Coordinate annotation entries:
------------------------
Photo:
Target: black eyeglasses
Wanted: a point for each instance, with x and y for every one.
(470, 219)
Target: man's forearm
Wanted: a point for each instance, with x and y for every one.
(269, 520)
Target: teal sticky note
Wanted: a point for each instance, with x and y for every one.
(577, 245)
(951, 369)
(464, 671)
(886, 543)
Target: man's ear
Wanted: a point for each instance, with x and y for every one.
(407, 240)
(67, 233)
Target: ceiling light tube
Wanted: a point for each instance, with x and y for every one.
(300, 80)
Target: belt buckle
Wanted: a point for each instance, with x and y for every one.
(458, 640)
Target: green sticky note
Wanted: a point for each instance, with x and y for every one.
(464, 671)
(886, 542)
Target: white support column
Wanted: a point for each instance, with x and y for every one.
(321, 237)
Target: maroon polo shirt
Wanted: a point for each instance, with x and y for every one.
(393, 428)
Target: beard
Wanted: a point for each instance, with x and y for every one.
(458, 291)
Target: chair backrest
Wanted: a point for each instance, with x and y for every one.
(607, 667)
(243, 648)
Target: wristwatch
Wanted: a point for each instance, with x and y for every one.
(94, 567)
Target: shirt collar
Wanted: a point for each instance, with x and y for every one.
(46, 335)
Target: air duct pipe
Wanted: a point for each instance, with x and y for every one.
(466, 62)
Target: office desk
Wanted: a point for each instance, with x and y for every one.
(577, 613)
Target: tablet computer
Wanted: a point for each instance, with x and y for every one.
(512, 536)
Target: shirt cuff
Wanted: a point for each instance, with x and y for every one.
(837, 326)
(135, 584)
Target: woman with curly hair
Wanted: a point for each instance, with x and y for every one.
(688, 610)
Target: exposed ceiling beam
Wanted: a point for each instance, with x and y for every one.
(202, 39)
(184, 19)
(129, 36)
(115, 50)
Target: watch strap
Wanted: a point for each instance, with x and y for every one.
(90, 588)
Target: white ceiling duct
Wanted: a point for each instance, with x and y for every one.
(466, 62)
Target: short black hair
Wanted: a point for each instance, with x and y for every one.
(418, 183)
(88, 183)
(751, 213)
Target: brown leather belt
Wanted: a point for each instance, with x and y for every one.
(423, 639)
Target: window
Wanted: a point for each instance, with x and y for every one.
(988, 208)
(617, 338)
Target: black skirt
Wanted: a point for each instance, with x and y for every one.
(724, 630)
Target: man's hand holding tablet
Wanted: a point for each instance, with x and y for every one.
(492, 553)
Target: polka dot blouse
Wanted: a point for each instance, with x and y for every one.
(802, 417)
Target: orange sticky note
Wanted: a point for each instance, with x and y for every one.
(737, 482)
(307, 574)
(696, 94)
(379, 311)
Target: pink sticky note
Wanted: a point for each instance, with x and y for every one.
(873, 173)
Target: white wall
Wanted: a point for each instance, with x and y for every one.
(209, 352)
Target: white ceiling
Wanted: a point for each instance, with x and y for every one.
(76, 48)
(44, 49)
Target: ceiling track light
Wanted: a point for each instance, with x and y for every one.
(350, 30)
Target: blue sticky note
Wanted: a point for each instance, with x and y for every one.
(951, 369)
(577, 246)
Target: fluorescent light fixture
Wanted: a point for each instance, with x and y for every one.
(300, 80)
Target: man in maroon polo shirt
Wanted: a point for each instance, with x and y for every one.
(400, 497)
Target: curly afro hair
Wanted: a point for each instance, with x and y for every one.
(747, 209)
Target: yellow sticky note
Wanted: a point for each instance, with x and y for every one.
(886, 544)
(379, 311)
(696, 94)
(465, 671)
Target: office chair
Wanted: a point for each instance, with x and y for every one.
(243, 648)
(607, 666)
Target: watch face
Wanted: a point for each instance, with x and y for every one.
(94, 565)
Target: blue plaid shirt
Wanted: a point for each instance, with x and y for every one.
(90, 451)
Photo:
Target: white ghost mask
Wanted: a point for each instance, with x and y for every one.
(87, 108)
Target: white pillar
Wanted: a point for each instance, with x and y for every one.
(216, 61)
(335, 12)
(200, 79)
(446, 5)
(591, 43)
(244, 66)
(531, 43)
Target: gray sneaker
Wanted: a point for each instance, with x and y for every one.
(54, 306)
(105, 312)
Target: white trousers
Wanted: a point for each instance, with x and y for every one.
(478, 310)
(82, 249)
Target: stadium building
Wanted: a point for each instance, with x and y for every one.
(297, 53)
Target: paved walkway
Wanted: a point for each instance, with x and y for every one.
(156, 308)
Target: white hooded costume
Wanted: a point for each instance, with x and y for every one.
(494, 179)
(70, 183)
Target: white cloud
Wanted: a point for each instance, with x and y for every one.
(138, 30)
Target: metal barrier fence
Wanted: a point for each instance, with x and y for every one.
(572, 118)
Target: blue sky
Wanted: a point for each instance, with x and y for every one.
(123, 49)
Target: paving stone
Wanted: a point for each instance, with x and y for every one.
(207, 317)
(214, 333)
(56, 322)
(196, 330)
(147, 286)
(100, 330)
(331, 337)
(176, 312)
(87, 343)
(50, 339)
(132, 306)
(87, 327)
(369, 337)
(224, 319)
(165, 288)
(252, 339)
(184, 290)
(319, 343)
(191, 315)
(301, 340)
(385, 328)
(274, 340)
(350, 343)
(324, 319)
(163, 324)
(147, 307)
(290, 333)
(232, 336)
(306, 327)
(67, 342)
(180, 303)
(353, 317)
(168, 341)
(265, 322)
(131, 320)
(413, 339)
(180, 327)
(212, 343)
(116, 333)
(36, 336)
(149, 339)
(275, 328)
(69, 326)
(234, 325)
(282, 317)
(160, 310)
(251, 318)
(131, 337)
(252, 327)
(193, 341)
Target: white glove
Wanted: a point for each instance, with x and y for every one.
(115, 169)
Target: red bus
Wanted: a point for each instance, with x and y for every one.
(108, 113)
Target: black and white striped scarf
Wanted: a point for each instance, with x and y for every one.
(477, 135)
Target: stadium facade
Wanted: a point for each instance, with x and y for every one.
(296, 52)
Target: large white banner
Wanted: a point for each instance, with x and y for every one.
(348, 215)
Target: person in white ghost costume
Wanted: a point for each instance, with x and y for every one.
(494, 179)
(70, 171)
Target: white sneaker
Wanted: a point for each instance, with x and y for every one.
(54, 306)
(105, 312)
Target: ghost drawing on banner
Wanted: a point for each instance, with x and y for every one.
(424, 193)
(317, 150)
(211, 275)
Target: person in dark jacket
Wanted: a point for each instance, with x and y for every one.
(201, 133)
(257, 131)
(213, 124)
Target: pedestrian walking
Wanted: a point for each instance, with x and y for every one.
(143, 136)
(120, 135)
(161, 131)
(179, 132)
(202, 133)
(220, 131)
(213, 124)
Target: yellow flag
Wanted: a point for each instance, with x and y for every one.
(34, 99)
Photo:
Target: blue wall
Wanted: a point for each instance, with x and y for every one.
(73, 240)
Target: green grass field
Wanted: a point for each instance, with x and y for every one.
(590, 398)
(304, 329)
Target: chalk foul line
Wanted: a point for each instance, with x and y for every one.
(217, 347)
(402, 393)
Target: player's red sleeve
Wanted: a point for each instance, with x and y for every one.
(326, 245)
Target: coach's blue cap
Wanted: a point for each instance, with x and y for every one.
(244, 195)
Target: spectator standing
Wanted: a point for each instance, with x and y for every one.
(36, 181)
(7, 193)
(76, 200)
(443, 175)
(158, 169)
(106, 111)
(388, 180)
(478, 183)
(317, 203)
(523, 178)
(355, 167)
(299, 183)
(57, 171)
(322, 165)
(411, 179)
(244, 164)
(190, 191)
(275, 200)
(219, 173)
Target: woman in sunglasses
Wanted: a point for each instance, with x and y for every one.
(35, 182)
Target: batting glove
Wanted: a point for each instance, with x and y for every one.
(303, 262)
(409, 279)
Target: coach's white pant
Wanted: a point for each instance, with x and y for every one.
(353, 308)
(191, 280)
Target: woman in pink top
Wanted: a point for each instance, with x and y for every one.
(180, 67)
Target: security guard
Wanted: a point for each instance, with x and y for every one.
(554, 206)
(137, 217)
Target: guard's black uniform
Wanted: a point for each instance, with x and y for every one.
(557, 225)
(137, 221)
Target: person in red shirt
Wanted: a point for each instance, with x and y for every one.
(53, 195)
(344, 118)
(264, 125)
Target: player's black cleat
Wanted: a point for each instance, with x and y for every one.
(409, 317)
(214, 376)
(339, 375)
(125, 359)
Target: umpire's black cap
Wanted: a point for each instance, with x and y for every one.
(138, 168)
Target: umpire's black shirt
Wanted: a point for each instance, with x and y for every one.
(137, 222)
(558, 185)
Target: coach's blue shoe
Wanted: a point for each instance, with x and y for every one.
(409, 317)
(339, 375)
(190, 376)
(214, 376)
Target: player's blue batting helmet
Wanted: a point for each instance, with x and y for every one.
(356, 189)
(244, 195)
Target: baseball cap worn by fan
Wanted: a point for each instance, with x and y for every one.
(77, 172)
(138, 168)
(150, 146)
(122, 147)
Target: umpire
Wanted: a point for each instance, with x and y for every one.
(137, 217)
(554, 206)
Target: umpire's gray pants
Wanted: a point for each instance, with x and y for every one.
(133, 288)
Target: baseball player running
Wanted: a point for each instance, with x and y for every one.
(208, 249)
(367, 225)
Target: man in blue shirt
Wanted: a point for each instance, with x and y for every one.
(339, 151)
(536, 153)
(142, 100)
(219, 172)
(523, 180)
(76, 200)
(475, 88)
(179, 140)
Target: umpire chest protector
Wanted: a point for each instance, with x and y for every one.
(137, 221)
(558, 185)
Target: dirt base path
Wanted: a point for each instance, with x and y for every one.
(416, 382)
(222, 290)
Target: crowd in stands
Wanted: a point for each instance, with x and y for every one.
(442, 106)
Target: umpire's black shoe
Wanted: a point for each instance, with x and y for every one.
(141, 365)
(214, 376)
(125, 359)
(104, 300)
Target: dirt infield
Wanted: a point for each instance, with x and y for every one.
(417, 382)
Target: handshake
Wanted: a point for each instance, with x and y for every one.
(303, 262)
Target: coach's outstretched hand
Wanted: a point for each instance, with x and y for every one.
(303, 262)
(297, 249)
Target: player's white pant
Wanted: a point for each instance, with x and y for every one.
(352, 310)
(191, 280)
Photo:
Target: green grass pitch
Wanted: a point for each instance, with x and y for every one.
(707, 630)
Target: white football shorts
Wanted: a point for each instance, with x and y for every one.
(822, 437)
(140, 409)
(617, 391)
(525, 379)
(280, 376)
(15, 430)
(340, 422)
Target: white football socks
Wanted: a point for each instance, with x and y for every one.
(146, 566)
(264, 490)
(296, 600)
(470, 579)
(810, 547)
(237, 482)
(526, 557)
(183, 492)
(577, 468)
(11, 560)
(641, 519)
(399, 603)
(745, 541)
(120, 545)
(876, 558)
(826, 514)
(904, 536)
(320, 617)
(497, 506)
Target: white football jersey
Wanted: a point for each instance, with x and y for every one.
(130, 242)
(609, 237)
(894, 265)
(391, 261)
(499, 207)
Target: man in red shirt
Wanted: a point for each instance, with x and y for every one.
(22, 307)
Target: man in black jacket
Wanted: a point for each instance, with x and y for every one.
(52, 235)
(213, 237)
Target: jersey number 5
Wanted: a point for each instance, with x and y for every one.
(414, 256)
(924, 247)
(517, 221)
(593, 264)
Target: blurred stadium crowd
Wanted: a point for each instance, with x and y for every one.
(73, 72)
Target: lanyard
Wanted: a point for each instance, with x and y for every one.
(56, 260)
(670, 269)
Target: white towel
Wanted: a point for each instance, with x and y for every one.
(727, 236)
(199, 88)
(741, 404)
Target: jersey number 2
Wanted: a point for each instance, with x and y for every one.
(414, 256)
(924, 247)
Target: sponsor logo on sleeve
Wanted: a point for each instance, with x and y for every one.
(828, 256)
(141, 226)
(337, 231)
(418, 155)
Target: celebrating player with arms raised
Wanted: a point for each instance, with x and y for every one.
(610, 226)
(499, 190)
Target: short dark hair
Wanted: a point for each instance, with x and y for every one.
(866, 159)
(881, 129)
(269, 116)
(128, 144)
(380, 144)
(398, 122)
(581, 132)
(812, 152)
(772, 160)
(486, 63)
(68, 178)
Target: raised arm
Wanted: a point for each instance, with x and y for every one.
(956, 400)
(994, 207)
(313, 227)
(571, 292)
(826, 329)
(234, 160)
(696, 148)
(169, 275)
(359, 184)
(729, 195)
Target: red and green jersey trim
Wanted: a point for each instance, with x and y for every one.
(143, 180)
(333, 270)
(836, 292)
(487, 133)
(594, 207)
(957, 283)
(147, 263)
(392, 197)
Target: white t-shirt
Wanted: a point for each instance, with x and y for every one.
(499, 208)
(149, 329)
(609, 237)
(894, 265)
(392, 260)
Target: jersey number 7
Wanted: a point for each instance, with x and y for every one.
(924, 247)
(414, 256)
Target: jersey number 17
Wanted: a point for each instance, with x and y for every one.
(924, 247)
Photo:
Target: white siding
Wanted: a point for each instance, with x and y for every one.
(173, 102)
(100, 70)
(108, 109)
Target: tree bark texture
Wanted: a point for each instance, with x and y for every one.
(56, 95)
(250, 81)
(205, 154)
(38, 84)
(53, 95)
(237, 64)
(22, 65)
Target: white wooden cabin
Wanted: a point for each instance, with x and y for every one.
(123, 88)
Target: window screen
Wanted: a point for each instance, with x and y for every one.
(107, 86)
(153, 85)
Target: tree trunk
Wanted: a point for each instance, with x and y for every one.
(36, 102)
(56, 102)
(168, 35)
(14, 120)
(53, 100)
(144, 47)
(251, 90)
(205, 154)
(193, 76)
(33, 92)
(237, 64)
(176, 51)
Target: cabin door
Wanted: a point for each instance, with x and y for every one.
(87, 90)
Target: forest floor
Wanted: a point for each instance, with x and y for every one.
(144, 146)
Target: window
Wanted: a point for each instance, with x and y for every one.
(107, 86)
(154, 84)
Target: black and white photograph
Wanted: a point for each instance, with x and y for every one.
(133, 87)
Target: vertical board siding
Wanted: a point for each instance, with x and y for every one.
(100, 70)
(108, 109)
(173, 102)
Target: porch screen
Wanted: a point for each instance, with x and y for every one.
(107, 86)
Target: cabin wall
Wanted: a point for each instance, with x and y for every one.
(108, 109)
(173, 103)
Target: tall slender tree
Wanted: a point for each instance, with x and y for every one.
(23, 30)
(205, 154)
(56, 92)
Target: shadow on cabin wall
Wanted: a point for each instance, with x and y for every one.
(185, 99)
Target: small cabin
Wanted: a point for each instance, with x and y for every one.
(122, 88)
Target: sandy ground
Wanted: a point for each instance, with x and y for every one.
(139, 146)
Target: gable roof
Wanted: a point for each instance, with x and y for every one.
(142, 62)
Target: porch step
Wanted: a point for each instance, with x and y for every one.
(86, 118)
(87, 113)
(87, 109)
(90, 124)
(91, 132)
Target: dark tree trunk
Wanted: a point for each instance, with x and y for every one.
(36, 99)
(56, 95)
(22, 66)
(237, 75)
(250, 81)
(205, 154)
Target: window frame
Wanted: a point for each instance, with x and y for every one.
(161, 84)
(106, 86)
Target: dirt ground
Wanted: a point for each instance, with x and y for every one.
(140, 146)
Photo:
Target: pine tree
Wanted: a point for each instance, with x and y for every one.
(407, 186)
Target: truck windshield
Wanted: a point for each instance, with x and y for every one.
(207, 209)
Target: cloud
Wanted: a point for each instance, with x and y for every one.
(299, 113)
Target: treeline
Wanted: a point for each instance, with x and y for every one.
------------------------
Output an exact copy of the lines beginning at the one that holds "Target: tall slender tree" and running through the final line of the records.

- FULL ANSWER
Target: tall slender tree
Wanted: a point for each instance, with x and y for every one.
(23, 30)
(205, 154)
(56, 92)
Target: shadow on cabin wall
Wanted: a point for each instance, with x and y for every one.
(185, 99)
Target: small cabin
Wanted: a point for each instance, with x and y for every one.
(122, 88)
Target: sandy ground
Wanted: a point for each instance, with x and y for every one.
(139, 146)
Target: gable roof
Wanted: a point for each instance, with x and y for every one.
(142, 62)
Target: porch step
Wanted: a point for each instance, with x and y for every one.
(86, 118)
(87, 113)
(87, 109)
(90, 124)
(91, 132)
Target: dark tree trunk
Wanted: a point for each instance, with x and y for every one.
(36, 99)
(56, 95)
(22, 66)
(237, 75)
(250, 81)
(205, 154)
Target: window frame
Wanted: a point for each instance, with x and y for every one.
(161, 84)
(106, 86)
Target: dirt ground
Wanted: a point for each instance, with x and y for every one.
(140, 146)
Photo:
Target: pine tree
Wanted: a point for each instance, with x and y for every one.
(407, 186)
Target: truck windshield
Wanted: a point for each instance, with x and y for every one.
(207, 209)
Target: cloud
Wanted: a point for each instance, with x and y for every one.
(299, 113)
Target: treeline
Wanted: a point for each instance, with x and y for every one.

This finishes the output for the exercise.